--- BEGIN ---

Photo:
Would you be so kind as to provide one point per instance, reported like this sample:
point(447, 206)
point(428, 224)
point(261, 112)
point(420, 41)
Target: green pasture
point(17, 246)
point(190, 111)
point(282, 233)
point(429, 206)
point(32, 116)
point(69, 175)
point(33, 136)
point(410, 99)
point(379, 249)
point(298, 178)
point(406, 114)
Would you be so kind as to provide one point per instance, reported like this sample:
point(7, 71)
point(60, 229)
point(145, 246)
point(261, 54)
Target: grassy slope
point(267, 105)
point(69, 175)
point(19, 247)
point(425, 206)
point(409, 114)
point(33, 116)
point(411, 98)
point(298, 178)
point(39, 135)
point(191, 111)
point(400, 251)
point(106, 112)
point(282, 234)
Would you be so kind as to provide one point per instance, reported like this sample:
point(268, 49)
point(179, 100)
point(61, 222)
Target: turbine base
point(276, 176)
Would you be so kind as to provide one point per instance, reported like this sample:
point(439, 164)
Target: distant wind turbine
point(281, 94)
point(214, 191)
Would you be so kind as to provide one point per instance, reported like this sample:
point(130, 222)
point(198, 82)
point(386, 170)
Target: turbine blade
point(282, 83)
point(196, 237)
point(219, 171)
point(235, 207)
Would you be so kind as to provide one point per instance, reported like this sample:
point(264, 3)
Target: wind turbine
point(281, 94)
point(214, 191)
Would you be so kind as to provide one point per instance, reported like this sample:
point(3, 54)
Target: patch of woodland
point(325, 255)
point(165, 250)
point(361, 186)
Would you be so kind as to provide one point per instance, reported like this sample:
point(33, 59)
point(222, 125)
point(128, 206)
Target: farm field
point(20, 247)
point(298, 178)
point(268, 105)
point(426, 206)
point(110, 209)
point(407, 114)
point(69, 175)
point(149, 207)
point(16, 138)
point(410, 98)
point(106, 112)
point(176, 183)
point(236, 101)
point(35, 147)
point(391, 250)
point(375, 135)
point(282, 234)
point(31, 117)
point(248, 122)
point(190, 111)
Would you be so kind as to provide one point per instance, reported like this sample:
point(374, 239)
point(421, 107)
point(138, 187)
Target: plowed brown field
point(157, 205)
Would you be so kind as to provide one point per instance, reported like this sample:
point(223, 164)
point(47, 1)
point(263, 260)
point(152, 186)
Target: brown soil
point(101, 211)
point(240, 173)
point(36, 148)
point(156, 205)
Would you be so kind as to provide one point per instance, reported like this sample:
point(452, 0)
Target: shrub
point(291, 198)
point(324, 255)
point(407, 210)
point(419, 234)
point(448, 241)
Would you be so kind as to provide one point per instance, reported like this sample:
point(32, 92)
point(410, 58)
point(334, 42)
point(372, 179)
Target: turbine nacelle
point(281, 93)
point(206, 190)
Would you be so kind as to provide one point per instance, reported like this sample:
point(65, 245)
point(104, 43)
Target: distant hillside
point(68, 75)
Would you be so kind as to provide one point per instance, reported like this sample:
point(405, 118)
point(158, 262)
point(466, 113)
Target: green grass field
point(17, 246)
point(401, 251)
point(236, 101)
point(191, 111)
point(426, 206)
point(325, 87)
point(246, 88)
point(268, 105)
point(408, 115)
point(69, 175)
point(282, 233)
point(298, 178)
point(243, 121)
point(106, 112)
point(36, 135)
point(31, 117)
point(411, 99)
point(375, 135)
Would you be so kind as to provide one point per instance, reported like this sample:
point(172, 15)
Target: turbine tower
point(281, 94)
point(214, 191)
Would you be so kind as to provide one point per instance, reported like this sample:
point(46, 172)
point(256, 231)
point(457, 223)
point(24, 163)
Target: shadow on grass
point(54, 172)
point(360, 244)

--- END ---

What is being asked
Reproduce the part of the listing that opens with its first line and closes with the line containing "point(33, 136)", keeping every line, requests included. Scale each coordinate in the answer points by 1.4 and round to whole numbers, halves up, but leave the sample points in the requests unchanged.

The result
Photo:
Would you be so kind as to provide one point per instance, reported like this sample:
point(447, 206)
point(428, 224)
point(261, 112)
point(420, 41)
Target: green pasture
point(24, 344)
point(266, 155)
point(395, 326)
point(601, 288)
point(45, 162)
point(97, 245)
point(46, 190)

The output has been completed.